§ DATASET RECORDS
>>>>>
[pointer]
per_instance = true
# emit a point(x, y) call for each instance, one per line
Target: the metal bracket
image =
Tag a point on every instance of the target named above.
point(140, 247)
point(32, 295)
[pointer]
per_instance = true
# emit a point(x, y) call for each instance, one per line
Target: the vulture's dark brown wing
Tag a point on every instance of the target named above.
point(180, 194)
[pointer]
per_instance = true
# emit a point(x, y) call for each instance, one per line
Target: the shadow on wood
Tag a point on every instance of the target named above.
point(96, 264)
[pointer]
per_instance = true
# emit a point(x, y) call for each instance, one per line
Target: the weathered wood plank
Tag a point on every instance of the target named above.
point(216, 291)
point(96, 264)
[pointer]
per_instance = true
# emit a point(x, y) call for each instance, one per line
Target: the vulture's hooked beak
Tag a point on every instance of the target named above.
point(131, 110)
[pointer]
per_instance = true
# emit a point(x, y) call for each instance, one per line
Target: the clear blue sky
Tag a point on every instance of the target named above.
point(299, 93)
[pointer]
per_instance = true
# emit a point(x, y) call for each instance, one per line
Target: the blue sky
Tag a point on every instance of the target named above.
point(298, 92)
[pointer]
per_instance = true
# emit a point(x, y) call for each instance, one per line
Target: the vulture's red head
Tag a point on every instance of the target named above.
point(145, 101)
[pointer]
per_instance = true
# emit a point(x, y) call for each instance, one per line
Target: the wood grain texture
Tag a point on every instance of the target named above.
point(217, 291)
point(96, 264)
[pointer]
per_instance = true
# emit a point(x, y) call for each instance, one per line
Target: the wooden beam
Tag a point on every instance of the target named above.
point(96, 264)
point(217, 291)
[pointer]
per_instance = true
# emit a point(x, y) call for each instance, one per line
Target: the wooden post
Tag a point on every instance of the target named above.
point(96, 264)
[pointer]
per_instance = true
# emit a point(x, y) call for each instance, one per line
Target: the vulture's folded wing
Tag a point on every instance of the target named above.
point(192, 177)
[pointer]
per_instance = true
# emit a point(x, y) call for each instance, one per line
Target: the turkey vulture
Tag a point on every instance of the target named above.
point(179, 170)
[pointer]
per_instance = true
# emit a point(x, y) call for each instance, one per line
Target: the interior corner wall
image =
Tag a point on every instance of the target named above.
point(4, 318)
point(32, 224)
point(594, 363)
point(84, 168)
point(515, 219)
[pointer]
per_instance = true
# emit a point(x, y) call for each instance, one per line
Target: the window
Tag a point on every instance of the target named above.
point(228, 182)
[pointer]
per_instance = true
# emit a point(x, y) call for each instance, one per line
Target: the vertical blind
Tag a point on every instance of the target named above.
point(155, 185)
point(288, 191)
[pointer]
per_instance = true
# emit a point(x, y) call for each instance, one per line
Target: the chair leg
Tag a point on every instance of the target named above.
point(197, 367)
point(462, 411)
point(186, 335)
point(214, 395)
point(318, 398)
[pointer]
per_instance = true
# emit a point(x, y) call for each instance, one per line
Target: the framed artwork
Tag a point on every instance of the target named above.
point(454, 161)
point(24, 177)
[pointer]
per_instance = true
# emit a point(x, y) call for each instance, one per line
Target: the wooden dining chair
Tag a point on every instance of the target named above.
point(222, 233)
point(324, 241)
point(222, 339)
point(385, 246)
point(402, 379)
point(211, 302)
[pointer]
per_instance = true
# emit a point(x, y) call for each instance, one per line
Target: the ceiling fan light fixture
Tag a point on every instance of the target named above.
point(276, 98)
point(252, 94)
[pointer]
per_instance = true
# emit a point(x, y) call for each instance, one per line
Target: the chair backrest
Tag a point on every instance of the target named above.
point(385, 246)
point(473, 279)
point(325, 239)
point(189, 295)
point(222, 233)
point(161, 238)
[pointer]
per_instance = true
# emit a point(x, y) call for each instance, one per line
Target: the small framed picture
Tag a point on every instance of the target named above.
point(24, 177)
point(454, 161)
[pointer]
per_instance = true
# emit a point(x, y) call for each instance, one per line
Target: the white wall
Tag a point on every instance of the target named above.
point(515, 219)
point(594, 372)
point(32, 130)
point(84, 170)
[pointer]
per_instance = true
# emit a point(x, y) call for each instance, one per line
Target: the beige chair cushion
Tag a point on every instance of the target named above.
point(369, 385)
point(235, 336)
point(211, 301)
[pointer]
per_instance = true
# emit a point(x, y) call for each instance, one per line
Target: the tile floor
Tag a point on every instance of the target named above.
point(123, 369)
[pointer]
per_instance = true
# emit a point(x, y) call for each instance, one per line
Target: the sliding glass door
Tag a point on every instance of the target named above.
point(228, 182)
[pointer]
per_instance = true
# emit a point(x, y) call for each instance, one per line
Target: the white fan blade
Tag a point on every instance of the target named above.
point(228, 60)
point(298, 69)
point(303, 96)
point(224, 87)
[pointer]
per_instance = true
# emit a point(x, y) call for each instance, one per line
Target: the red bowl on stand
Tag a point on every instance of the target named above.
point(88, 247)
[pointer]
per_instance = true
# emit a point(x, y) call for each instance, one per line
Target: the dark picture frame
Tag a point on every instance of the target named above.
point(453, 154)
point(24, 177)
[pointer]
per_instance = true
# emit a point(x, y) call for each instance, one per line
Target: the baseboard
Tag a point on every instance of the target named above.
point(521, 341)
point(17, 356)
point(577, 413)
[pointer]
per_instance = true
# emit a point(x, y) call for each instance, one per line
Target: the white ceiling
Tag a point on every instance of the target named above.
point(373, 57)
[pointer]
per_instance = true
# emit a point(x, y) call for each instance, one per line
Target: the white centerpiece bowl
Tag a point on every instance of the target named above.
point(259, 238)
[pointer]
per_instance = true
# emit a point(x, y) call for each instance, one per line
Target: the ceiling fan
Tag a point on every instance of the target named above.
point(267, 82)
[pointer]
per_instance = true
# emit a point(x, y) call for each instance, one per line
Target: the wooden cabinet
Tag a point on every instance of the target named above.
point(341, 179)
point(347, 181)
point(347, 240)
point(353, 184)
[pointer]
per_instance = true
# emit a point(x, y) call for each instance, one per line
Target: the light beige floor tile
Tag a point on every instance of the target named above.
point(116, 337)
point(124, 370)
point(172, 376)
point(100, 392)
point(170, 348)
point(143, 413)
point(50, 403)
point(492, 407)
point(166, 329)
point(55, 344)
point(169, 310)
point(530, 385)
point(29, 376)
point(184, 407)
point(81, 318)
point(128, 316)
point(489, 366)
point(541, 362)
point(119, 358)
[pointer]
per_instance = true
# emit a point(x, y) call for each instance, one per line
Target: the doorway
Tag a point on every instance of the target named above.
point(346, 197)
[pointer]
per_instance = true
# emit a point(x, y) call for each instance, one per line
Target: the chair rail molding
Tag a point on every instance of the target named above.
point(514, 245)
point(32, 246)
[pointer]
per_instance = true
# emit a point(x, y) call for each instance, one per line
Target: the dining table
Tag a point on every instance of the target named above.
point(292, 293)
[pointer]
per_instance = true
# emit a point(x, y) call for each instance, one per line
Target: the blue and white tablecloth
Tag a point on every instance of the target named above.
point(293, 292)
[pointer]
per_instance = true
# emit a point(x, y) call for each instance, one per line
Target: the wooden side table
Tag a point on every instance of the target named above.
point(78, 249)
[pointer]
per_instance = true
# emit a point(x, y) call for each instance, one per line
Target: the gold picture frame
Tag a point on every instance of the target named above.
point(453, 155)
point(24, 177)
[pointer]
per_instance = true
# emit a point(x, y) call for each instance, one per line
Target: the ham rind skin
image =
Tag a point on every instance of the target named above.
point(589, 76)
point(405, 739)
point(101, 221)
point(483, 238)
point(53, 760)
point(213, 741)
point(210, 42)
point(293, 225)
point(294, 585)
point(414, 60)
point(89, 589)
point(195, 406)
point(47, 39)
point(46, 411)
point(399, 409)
<<<<<
§ WHAT THE EXERCISE ASKS
Print the lines from the very first one up to and including the line with "point(180, 194)", copying each one without any change.

§ PROBLEM SOLUTION
[pointer]
per_instance = true
# emit a point(x, y) call for each instance, one per line
Target: the metal bracket
image =
Tag a point on every instance of the target named above.
point(140, 247)
point(32, 295)
[pointer]
per_instance = true
# emit a point(x, y) call for each instance, one per line
Target: the vulture's dark brown wing
Tag a point on every instance of the target named above.
point(180, 194)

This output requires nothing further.